**WORK INSTRUCTIONS:** Please say how many lines in the records below contain the word "Target". Give the number and nothing more.

**PROVIDED MATERIAL:**
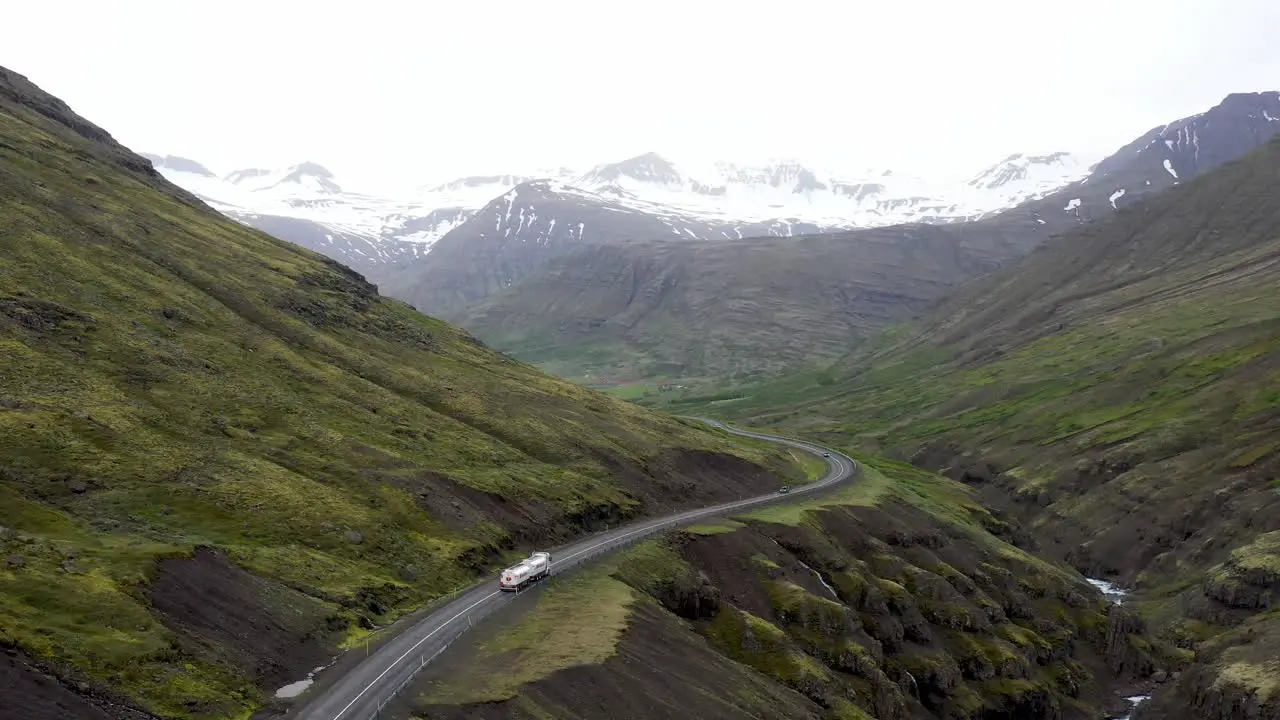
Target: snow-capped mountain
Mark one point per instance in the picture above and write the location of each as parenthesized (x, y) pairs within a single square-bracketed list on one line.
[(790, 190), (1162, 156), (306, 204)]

==

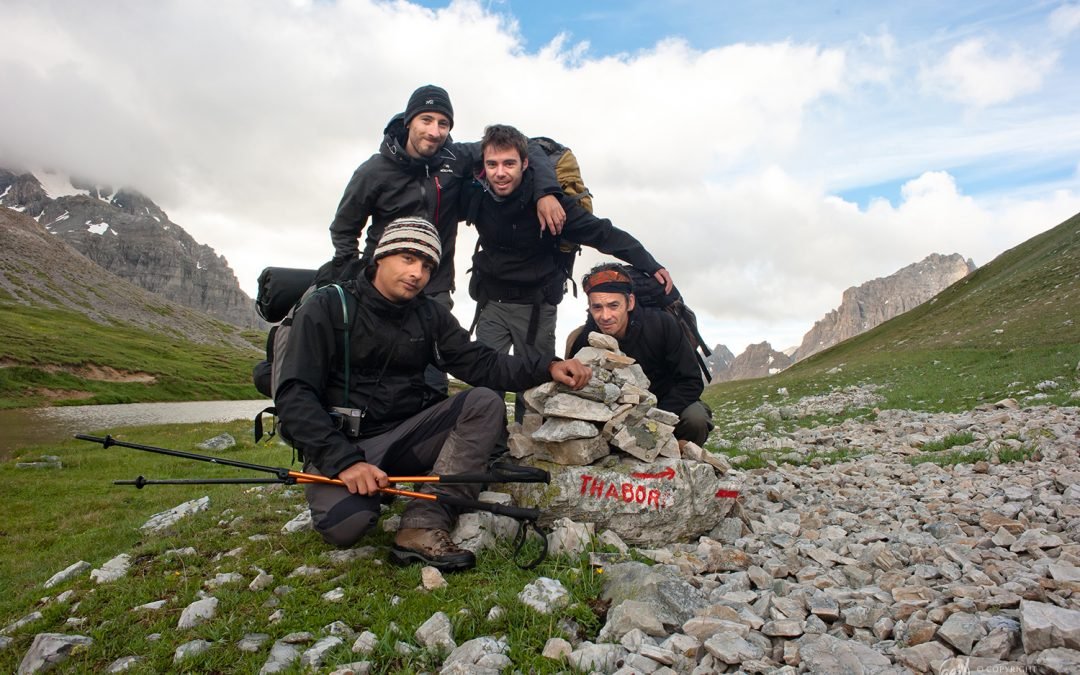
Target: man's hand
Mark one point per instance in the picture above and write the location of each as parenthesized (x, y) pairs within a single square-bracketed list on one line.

**SOLUTION:** 2